### TASK STATEMENT
Find every line in the records below that contains the word "door" and copy each of those lines. Case counts.

:::

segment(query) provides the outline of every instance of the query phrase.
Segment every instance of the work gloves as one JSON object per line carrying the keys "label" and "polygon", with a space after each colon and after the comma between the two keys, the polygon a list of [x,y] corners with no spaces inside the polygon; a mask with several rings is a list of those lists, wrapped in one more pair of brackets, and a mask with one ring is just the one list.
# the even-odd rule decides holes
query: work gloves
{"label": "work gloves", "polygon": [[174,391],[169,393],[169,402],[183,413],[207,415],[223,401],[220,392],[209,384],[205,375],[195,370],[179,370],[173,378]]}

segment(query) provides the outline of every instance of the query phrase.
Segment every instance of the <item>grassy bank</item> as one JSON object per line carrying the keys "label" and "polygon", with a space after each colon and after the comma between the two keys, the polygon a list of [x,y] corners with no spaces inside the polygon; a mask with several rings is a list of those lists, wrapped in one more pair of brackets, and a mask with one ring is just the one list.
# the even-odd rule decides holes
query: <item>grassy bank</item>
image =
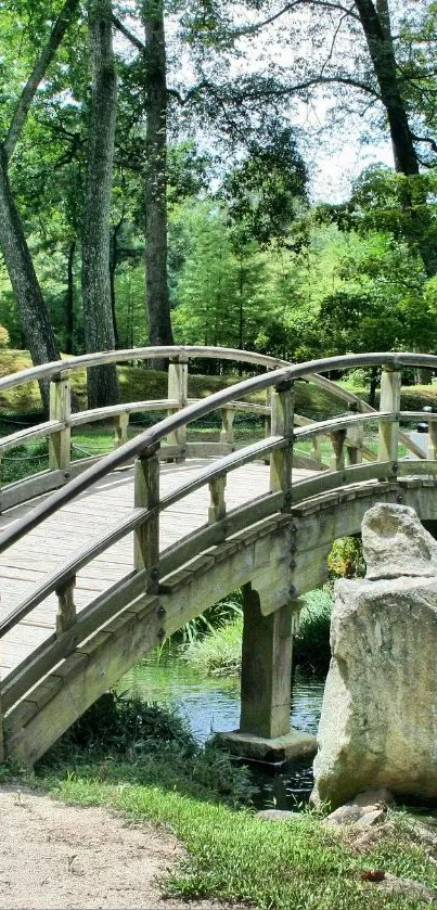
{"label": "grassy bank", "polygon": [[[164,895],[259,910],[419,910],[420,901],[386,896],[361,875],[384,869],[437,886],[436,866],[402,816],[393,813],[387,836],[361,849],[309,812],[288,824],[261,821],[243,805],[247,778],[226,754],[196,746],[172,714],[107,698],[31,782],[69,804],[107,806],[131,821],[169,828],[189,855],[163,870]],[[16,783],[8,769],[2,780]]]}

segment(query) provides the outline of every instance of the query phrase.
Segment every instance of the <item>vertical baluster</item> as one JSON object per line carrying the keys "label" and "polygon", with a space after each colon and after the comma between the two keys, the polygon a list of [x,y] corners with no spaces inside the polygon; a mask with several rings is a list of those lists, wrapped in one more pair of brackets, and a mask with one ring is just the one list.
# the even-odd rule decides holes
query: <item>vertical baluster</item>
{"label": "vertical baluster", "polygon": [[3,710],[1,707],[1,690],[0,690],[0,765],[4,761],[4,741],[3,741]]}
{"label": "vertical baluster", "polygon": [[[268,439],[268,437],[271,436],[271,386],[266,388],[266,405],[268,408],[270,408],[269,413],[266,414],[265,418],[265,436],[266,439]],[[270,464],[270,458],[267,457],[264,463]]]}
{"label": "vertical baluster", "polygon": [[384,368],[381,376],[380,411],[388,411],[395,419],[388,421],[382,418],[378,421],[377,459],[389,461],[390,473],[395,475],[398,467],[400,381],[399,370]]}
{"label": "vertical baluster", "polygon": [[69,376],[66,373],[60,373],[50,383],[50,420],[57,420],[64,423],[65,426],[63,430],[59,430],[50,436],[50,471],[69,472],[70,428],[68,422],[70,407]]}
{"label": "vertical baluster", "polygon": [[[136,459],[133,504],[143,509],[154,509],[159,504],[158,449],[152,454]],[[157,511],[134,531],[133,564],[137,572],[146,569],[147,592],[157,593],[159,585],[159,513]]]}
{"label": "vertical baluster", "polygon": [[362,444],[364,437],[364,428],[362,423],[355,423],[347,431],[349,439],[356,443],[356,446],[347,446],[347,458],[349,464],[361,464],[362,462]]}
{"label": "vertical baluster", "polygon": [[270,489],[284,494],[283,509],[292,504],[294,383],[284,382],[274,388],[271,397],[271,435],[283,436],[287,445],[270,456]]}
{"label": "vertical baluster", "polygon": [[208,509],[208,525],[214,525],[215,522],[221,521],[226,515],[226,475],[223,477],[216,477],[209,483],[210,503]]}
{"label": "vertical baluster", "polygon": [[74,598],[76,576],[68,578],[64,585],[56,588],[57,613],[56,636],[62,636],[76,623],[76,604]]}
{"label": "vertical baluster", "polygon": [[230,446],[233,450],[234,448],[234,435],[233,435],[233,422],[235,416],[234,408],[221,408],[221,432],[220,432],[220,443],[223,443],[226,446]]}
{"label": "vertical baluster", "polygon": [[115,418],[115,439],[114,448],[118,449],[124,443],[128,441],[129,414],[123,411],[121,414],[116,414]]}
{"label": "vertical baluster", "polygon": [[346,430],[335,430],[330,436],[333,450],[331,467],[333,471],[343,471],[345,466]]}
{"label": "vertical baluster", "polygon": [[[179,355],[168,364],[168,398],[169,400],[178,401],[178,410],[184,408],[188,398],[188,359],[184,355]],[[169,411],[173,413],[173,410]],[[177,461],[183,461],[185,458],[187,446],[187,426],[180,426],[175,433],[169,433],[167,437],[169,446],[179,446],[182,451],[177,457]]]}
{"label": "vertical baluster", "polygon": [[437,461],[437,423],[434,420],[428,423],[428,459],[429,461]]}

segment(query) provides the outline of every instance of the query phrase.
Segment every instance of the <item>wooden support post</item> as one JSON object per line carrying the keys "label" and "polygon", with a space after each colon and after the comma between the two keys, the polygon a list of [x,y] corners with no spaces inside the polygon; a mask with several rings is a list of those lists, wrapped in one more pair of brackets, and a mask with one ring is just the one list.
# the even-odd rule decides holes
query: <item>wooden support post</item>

:::

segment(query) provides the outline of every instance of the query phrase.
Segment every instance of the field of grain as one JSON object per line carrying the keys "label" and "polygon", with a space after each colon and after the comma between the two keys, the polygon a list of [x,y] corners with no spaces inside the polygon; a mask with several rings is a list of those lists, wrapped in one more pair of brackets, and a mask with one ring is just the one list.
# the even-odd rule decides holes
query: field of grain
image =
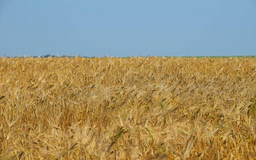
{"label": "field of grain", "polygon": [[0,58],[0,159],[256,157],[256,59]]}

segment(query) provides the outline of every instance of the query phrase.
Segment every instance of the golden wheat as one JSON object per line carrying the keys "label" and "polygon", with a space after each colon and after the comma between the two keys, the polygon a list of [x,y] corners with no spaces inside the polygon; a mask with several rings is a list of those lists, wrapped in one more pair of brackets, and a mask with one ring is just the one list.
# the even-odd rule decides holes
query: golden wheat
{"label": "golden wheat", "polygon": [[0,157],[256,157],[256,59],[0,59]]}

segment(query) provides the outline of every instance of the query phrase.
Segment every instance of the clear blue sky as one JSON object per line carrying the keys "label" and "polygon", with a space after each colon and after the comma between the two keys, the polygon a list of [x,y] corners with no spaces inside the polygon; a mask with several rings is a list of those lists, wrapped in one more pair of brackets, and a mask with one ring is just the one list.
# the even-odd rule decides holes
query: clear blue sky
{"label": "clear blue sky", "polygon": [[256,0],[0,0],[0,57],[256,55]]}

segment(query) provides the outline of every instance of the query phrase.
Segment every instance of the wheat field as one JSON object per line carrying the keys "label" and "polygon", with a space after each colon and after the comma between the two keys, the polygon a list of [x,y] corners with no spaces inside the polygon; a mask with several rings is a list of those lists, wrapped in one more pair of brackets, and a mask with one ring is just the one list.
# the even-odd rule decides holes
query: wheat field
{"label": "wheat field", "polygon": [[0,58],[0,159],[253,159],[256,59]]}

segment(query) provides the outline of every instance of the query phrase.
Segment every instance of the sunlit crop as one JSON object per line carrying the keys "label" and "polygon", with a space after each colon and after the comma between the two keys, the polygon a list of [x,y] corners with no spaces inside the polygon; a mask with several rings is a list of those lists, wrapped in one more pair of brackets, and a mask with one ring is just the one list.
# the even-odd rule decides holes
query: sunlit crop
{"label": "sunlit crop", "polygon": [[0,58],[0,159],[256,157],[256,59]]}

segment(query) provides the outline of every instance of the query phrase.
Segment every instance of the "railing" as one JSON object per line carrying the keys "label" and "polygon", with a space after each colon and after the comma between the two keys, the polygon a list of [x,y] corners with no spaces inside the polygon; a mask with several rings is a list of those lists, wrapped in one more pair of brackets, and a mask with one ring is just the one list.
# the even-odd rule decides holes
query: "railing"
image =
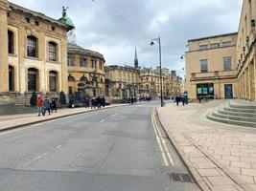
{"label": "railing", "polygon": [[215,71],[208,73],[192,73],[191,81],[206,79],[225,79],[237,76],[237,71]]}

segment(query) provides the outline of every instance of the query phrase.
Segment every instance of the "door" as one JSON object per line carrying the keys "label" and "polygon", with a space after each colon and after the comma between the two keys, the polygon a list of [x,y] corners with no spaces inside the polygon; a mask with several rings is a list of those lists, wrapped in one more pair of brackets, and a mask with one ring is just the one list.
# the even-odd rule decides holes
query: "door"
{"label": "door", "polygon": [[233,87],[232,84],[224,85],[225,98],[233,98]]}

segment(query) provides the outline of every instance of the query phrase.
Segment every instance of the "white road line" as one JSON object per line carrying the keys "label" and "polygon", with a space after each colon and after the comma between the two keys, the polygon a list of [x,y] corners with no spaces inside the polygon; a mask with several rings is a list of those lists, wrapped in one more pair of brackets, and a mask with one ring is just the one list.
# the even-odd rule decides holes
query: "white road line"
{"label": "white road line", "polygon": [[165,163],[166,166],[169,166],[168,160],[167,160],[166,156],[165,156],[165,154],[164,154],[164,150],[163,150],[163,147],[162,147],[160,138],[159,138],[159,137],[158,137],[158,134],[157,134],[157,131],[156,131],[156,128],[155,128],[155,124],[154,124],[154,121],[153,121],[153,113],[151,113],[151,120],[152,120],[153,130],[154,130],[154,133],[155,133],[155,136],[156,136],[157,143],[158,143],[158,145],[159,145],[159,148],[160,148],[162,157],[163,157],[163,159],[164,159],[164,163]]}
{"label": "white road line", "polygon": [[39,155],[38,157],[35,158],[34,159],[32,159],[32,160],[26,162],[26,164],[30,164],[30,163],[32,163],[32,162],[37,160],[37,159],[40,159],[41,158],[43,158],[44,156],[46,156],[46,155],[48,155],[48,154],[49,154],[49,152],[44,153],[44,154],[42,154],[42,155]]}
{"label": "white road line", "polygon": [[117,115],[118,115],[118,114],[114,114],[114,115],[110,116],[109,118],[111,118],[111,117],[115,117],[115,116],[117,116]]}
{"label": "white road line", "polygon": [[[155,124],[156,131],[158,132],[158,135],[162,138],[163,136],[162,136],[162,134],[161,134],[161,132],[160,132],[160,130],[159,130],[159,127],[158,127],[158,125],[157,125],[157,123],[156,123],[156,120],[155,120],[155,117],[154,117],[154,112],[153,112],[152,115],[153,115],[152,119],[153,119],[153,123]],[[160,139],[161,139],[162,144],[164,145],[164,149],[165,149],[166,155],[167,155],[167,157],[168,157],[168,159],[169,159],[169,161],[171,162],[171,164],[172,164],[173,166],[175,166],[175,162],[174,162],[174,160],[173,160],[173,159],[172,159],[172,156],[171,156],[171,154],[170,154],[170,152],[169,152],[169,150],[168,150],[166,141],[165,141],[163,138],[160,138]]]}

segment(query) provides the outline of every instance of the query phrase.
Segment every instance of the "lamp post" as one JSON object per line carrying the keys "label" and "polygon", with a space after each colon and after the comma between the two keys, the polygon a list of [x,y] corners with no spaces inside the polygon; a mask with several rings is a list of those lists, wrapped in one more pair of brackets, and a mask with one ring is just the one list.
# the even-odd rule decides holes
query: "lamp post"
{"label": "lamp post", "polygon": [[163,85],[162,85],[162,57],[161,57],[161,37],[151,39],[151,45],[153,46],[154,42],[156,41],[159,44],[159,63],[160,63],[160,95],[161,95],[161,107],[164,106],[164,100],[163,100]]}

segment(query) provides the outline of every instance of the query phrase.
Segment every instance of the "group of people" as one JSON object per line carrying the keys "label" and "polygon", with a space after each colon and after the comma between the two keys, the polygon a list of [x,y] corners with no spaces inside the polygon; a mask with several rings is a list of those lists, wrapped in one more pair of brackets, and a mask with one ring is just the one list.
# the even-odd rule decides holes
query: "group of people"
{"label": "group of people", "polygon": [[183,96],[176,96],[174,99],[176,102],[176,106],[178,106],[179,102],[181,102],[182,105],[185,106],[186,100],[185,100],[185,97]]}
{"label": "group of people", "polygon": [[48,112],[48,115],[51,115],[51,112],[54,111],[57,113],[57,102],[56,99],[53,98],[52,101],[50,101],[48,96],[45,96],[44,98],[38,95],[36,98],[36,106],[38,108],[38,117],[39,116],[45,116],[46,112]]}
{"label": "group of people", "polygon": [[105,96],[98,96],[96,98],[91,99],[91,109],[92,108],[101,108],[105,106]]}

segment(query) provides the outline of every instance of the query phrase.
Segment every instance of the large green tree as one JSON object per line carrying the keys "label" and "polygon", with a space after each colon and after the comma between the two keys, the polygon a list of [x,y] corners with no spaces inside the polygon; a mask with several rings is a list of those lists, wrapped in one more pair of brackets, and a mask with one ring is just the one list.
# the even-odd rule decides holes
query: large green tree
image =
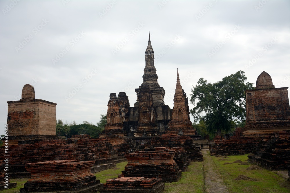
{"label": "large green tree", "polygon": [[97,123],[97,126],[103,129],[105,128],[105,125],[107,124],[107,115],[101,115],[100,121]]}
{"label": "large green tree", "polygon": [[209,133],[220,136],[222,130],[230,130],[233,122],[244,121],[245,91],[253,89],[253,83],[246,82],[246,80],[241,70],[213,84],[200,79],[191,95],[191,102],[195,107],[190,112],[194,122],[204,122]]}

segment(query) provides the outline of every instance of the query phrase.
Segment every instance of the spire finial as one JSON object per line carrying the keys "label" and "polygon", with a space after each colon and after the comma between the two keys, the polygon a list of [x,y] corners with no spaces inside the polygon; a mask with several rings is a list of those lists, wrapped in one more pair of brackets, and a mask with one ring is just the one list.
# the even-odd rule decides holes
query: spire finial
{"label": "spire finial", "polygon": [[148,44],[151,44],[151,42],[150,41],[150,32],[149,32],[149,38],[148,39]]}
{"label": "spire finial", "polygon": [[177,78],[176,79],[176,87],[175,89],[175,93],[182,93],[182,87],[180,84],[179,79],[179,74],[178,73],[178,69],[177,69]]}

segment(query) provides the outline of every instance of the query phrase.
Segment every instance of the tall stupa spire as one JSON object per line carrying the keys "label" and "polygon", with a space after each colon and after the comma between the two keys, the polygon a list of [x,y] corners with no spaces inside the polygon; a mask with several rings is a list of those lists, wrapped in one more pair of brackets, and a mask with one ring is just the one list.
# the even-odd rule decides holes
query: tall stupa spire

:::

### SOLUTION FOR THIS PROBLEM
Segment every instance of the "door" as one JSON object per line carrying the keys "label" and "polygon", with a space after each colon and after the comma between the two keys, the polygon a list of [x,y] corners with no spaces inside the polygon; a mask with several rings is a list of those lists, wrapped in one more pair of brackets, and a mask with one ring is just the one list.
query: "door"
{"label": "door", "polygon": [[233,87],[232,84],[224,85],[225,98],[233,98]]}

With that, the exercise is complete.